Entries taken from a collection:
Start of Block

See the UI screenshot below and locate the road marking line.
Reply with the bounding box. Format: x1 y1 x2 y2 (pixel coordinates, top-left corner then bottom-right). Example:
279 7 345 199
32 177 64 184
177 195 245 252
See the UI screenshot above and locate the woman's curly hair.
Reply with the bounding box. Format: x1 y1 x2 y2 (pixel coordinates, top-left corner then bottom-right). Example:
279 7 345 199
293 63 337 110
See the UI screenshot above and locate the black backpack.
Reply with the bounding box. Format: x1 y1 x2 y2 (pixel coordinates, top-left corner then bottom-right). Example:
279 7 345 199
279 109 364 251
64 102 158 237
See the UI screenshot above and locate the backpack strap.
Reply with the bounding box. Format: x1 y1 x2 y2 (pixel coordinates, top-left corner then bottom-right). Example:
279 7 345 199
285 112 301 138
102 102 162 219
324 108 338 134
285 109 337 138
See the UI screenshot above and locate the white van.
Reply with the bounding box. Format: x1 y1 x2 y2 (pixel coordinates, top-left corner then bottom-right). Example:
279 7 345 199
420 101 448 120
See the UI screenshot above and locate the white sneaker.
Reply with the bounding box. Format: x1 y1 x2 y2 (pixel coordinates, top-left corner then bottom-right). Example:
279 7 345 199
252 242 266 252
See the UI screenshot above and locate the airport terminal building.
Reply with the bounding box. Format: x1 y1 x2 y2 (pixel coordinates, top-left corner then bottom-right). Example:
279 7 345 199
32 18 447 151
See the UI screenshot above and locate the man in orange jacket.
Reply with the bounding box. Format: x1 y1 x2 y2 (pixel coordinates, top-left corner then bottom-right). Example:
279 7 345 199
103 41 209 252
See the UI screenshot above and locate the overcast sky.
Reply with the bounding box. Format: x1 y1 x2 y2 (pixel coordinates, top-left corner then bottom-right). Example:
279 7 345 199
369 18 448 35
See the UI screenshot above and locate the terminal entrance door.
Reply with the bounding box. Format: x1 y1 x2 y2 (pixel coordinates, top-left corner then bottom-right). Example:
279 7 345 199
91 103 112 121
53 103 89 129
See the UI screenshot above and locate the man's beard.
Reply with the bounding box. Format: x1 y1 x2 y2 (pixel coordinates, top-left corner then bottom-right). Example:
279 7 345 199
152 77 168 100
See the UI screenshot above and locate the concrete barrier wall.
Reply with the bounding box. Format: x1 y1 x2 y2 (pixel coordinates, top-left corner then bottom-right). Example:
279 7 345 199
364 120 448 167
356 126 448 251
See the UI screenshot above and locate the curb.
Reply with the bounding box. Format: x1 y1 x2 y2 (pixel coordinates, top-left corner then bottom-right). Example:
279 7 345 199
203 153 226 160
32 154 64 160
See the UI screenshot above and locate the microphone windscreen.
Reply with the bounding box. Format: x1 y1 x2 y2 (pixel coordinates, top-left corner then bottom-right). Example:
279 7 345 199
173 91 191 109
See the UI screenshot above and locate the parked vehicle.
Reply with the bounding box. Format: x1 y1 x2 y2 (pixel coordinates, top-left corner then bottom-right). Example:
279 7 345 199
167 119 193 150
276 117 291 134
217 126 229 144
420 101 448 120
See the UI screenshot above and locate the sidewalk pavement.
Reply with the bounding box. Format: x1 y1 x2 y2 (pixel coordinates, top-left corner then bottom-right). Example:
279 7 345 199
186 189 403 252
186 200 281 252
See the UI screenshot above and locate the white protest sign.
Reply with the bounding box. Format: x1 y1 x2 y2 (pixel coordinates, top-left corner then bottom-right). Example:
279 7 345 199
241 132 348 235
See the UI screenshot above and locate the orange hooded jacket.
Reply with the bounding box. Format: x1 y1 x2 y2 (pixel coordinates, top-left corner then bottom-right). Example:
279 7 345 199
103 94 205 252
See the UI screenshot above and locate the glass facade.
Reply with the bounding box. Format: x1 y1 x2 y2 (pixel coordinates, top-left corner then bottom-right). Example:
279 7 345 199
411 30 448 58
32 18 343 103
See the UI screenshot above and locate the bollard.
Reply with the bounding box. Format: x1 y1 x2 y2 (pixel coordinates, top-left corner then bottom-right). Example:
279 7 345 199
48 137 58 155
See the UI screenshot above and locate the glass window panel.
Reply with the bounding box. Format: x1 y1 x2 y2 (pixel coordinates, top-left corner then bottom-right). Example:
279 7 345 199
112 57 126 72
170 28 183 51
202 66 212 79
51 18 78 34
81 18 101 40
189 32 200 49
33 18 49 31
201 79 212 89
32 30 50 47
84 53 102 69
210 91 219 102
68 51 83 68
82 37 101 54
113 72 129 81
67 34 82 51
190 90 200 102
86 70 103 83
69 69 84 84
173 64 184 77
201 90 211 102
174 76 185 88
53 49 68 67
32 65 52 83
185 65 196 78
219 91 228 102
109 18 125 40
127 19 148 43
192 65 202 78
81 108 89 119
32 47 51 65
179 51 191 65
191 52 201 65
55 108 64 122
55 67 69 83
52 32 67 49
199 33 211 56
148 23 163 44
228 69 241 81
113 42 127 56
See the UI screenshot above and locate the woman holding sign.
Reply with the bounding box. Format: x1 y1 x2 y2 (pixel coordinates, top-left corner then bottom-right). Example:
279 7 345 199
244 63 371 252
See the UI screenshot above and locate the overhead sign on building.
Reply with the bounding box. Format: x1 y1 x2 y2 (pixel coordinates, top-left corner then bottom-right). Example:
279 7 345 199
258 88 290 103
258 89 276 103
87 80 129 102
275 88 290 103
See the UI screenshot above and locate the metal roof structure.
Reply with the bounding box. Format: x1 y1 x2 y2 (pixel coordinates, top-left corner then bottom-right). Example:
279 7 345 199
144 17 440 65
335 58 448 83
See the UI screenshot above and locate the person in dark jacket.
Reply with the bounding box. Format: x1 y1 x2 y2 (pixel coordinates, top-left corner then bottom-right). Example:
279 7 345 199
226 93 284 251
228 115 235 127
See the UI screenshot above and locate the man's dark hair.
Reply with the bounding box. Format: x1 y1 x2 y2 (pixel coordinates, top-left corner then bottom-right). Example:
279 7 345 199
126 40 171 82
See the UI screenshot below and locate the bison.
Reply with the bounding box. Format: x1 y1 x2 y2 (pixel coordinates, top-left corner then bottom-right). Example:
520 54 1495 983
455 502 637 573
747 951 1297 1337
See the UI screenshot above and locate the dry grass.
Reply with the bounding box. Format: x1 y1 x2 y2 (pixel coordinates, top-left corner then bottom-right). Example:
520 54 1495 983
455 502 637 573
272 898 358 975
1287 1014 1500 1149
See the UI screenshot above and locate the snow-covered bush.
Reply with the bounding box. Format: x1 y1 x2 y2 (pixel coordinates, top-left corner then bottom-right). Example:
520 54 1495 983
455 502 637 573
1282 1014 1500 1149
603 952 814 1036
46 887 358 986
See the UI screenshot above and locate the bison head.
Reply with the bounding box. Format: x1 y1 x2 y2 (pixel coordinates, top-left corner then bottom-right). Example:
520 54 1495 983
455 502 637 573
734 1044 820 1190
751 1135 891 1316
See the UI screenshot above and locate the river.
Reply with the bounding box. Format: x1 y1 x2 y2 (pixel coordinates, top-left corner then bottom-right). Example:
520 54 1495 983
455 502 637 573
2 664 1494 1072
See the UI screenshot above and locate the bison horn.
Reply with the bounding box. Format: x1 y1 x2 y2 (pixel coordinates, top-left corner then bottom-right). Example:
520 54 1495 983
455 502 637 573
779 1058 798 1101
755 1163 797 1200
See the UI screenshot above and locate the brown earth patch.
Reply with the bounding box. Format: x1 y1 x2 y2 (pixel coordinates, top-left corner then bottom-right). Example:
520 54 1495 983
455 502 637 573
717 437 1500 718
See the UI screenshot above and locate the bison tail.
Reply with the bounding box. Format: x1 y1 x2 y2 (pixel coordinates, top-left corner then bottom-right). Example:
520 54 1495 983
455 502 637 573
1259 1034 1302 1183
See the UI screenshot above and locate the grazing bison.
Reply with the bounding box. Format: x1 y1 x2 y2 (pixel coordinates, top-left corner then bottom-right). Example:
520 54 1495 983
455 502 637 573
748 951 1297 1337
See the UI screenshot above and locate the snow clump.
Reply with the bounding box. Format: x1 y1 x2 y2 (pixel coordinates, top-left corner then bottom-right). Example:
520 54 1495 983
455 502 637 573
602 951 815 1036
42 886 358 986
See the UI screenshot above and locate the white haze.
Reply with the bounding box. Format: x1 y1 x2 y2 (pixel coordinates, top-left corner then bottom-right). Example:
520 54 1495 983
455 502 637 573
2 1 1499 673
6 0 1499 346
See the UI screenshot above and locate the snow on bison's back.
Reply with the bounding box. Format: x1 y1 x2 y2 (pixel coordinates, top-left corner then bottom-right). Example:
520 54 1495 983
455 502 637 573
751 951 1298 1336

End of Block

WORK REQUIRED ->
Gather from the data above every line with the string "snow".

ANSWER AREA ->
See the UI screenshot above and locate the snow-covered bush.
See the UI screenshot above and locate the snow clump.
See the UI screenshot above and locate the snow on bison's back.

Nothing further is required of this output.